_PROBLEM DESCRIPTION_.
Format every line of the rows below as a JSON list of strings, one string per line, skipping blank lines.

_MATERIAL SHOWN_.
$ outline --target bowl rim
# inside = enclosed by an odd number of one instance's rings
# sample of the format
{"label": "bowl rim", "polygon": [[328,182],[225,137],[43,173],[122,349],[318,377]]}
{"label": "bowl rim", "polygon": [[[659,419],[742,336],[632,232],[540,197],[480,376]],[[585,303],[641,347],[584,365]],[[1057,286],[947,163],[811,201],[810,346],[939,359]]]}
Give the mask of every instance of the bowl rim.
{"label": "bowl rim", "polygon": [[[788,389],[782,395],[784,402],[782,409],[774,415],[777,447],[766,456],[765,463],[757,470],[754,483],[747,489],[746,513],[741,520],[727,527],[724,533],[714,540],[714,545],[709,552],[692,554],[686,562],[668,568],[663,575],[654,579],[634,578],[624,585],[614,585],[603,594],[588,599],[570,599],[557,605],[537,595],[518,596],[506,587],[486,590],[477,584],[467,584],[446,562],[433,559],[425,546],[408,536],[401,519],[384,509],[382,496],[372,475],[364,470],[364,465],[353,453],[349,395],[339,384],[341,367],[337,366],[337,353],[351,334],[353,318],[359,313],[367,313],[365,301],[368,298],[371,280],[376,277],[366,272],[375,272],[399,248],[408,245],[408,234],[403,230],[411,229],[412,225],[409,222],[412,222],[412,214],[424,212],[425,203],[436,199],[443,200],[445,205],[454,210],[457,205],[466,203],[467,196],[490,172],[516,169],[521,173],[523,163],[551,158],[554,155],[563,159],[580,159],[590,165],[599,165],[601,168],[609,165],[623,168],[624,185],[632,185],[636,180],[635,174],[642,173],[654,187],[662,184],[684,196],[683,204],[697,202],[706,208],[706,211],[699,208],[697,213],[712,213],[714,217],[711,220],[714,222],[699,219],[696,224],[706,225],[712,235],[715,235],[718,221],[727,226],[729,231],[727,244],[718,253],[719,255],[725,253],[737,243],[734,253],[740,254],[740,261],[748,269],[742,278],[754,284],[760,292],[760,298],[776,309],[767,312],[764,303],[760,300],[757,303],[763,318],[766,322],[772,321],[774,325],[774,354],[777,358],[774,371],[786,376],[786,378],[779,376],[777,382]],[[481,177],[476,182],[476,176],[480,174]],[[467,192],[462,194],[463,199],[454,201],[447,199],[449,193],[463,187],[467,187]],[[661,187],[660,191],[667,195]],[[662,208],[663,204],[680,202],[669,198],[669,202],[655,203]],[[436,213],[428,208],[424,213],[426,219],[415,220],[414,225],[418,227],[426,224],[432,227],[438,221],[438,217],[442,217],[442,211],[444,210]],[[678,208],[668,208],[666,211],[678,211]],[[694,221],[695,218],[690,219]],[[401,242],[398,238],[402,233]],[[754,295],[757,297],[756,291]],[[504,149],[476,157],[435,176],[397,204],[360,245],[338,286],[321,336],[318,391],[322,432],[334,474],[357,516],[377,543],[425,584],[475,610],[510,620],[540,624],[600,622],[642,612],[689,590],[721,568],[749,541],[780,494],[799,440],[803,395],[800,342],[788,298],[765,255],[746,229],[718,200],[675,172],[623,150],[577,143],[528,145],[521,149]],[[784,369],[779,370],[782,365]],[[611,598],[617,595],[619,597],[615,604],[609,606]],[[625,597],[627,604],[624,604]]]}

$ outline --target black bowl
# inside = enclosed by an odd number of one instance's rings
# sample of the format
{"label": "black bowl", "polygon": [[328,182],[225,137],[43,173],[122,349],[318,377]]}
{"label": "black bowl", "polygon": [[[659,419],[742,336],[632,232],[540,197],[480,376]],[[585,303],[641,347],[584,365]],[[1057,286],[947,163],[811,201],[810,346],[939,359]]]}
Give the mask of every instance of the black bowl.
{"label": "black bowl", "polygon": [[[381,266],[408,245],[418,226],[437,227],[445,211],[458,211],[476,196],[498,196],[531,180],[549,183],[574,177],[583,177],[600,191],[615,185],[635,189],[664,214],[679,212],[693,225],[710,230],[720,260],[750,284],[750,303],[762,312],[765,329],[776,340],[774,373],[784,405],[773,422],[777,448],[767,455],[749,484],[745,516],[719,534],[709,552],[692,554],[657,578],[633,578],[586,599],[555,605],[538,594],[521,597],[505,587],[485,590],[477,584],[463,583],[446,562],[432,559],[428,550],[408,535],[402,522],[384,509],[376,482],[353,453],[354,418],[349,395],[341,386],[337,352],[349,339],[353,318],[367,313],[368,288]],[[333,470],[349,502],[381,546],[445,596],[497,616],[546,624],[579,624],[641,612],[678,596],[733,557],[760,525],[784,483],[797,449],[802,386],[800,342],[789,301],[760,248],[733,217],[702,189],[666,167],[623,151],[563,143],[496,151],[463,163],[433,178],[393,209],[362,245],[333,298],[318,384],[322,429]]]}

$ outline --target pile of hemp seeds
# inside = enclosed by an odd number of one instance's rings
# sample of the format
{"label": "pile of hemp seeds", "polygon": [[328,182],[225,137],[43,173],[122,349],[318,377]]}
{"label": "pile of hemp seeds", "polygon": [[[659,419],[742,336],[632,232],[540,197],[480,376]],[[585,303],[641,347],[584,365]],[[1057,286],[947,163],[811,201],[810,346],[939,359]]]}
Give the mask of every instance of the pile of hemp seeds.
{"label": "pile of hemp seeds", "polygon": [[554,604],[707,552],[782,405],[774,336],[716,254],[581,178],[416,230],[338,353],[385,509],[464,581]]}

_RESULT OF THIS TASK_.
[
  "$ outline --target bowl rim",
  "# inside = enclosed by an odd number of one instance's rings",
  "# sample of the format",
  "{\"label\": \"bowl rim\", \"polygon\": [[328,182],[225,137],[43,173],[122,349],[318,377]]}",
  "{\"label\": \"bowl rim\", \"polygon\": [[[659,419],[742,336],[632,232],[540,197],[480,376]],[[585,303],[641,347],[584,365]],[[1057,286],[947,163],[811,201],[810,346],[939,359]]]}",
  "Give the mask of every instance of the bowl rim.",
  "{\"label\": \"bowl rim\", \"polygon\": [[[788,389],[782,395],[784,402],[782,409],[774,415],[777,447],[766,456],[765,463],[757,470],[754,483],[747,489],[746,513],[741,520],[727,527],[724,533],[714,540],[714,545],[709,552],[692,554],[686,562],[668,568],[663,575],[654,579],[634,578],[624,585],[614,585],[603,594],[588,599],[570,599],[557,605],[537,595],[518,596],[506,587],[486,590],[477,584],[467,584],[446,562],[433,559],[425,546],[408,536],[401,519],[384,509],[382,496],[372,475],[364,470],[364,465],[353,453],[349,395],[339,384],[341,367],[337,366],[337,353],[351,334],[353,318],[359,313],[367,313],[365,301],[368,298],[371,280],[376,277],[366,272],[375,272],[399,248],[408,245],[408,234],[403,230],[411,229],[412,225],[409,222],[412,222],[412,214],[424,212],[425,203],[436,199],[443,200],[445,205],[454,210],[457,205],[466,203],[467,196],[490,172],[516,169],[521,173],[523,163],[551,158],[554,155],[563,159],[580,159],[590,165],[599,165],[601,168],[609,165],[623,168],[624,185],[632,185],[636,180],[635,174],[642,173],[654,187],[662,184],[684,196],[683,204],[697,202],[706,208],[706,211],[699,208],[697,213],[712,213],[714,217],[711,220],[714,222],[699,219],[696,224],[706,225],[712,235],[715,235],[718,221],[727,226],[729,231],[727,244],[718,253],[719,255],[725,253],[737,243],[734,253],[740,254],[740,261],[748,269],[742,278],[754,284],[760,292],[760,298],[776,309],[767,312],[764,303],[760,300],[757,303],[763,318],[766,322],[772,321],[774,325],[774,354],[777,358],[774,371],[786,376],[786,378],[779,376],[777,382]],[[481,177],[476,182],[476,176],[480,174]],[[467,192],[462,194],[463,199],[454,201],[447,199],[449,193],[463,187],[467,187]],[[661,187],[660,191],[667,195]],[[662,208],[663,204],[680,202],[669,198],[669,202],[655,203]],[[436,213],[428,208],[424,213],[426,219],[415,220],[414,225],[418,227],[426,224],[432,227],[438,221],[438,217],[442,217],[442,211],[444,210]],[[678,208],[668,208],[666,211],[678,211]],[[694,221],[695,218],[690,219]],[[401,242],[398,238],[402,233]],[[754,295],[757,297],[756,291]],[[504,149],[476,157],[435,176],[397,204],[360,245],[338,286],[321,336],[318,391],[322,432],[334,474],[357,516],[377,543],[425,584],[475,610],[510,620],[540,624],[600,622],[642,612],[689,590],[721,568],[749,541],[780,494],[799,440],[803,395],[800,342],[788,298],[765,255],[746,229],[718,200],[675,172],[623,150],[577,143],[528,145],[521,149]],[[784,369],[779,370],[782,365]],[[611,598],[617,595],[619,597],[615,604],[609,606]],[[625,597],[627,604],[624,604]]]}",
  "$ outline --target black bowl",
  "# inside = enclosed by an odd number of one instance's rings",
  "# sample of the format",
  "{\"label\": \"black bowl\", \"polygon\": [[328,182],[225,137],[43,173],[122,349],[318,377]]}",
  "{\"label\": \"black bowl\", \"polygon\": [[[659,419],[742,336],[632,232],[540,197],[480,376]],[[585,303],[641,347],[584,365]],[[1057,286],[947,163],[811,201],[810,346],[939,359]]]}",
  "Give the mask of every instance of the black bowl.",
  "{\"label\": \"black bowl\", \"polygon\": [[[381,266],[408,245],[418,226],[437,227],[445,211],[458,211],[476,196],[498,196],[531,180],[549,183],[574,177],[583,177],[600,191],[615,185],[635,189],[664,214],[679,212],[693,225],[710,230],[720,260],[750,284],[750,303],[762,312],[765,329],[776,340],[774,373],[784,405],[773,422],[777,448],[767,455],[749,484],[745,516],[719,534],[709,552],[692,554],[657,578],[633,578],[586,599],[555,605],[538,594],[521,597],[505,587],[485,590],[477,584],[463,583],[446,562],[432,559],[428,550],[408,535],[402,522],[384,509],[376,482],[353,453],[354,418],[349,395],[341,386],[337,352],[349,339],[353,318],[367,313],[368,288]],[[333,470],[349,502],[381,546],[445,596],[497,616],[546,624],[579,624],[641,612],[678,596],[733,557],[760,525],[784,483],[797,449],[802,386],[800,342],[789,301],[760,248],[733,217],[702,189],[666,167],[623,151],[563,143],[496,151],[463,163],[433,178],[393,209],[362,245],[333,298],[318,384],[322,429]]]}",
  "$ outline --target pile of hemp seeds",
  "# inside = enclosed by an odd number of one instance's rings",
  "# sample of the format",
  "{\"label\": \"pile of hemp seeds\", \"polygon\": [[328,182],[225,137],[43,173],[122,349],[318,377]]}",
  "{\"label\": \"pile of hemp seeds\", \"polygon\": [[[659,419],[742,336],[632,232],[540,197],[480,376]],[[585,303],[641,347],[584,365]],[[1057,286],[947,163],[811,201],[810,346],[939,359]]]}",
  "Give the mask of every instance of the pile of hemp seeds.",
  "{\"label\": \"pile of hemp seeds\", \"polygon\": [[554,604],[707,552],[782,405],[774,336],[716,254],[581,178],[416,230],[338,353],[385,509],[464,581]]}"
]